GIVEN REQUEST => Could you extract every entry below and reproduce it exactly?

MATERIAL PROVIDED =>
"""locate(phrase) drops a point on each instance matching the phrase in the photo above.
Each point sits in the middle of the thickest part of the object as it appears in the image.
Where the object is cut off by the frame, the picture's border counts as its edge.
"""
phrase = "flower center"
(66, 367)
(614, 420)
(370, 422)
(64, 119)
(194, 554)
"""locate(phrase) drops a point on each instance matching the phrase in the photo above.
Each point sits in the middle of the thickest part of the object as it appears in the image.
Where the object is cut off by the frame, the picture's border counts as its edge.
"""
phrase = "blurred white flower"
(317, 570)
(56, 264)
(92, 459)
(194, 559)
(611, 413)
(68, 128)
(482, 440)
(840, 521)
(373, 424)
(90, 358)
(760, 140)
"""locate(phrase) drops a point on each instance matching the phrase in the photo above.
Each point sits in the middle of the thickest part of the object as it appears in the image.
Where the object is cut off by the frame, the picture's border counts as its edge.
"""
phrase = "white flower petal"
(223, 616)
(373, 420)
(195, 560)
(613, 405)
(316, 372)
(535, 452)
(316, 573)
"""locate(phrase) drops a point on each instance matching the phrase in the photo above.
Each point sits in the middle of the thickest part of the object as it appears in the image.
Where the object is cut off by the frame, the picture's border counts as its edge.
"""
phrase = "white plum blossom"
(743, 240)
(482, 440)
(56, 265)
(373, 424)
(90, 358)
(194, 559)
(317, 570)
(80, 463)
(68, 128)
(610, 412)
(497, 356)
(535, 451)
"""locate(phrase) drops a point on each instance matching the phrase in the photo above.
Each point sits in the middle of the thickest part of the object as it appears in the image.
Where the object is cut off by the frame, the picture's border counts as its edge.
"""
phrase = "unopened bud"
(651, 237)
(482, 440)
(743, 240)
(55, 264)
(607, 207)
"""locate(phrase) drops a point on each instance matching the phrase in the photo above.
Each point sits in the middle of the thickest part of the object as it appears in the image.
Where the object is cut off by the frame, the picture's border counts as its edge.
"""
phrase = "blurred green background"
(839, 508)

RESPONSE TO THE TASK =>
"""locate(phrase) drops a point on each instance matching the phrase in the photo above.
Each point sits in the middle of the thickest part of the object as it appears in the image.
Where the object is cut off by the frame, the picture's border counts as its edge.
"""
phrase = "flower center"
(66, 367)
(614, 420)
(370, 422)
(64, 119)
(194, 554)
"""locate(phrase) drops a point on each instance matching the phrase in the photo above.
Each point sits in the middle of the thickest part of the object as it appears in the image.
Where the object is cut off by the frame, the picture's border counts as its edge.
"""
phrase = "blurred white flower"
(317, 570)
(56, 264)
(92, 459)
(194, 559)
(611, 413)
(68, 128)
(482, 440)
(840, 521)
(373, 424)
(90, 358)
(760, 140)
"""locate(phrase) drops a point on each instance matching the phrase in the photo above.
Each point sits in the middle of the thickest part of the object as it appears in the image.
Where the object is cut off by the frame, the picture's border counts as its edge.
"""
phrase = "white flower petal"
(223, 616)
(373, 420)
(195, 560)
(613, 405)
(316, 372)
(535, 452)
(316, 573)
"""locate(phrase) drops a point on each instance matching the phrase in the photo above.
Each point sits in the middle of the thickest part of the object as it appears in the image.
Where the object is cut off by the frame, the picture's border counts as its edge.
"""
phrase = "white plum blossom"
(743, 240)
(482, 440)
(56, 265)
(373, 424)
(90, 358)
(194, 559)
(317, 570)
(80, 463)
(68, 128)
(610, 412)
(497, 356)
(535, 451)
"""locate(phrase) drops a point on each instance matching the phrase in the photo above.
Each point sits in the middle of the thickest part of the object as it appears in the image.
Where the object is cut off by the frame, the picture's border counts as its edge.
"""
phrase = "unopened bud"
(651, 237)
(482, 440)
(743, 240)
(55, 264)
(607, 207)
"""locate(phrase) drops a point on each instance matching the phrase in the photo above.
Each point sits in the middle of the thickest part of the object as it appears in the image.
Where the object is cut off by the frame, the picture's border counts as its edge.
"""
phrase = "blurred green background"
(839, 508)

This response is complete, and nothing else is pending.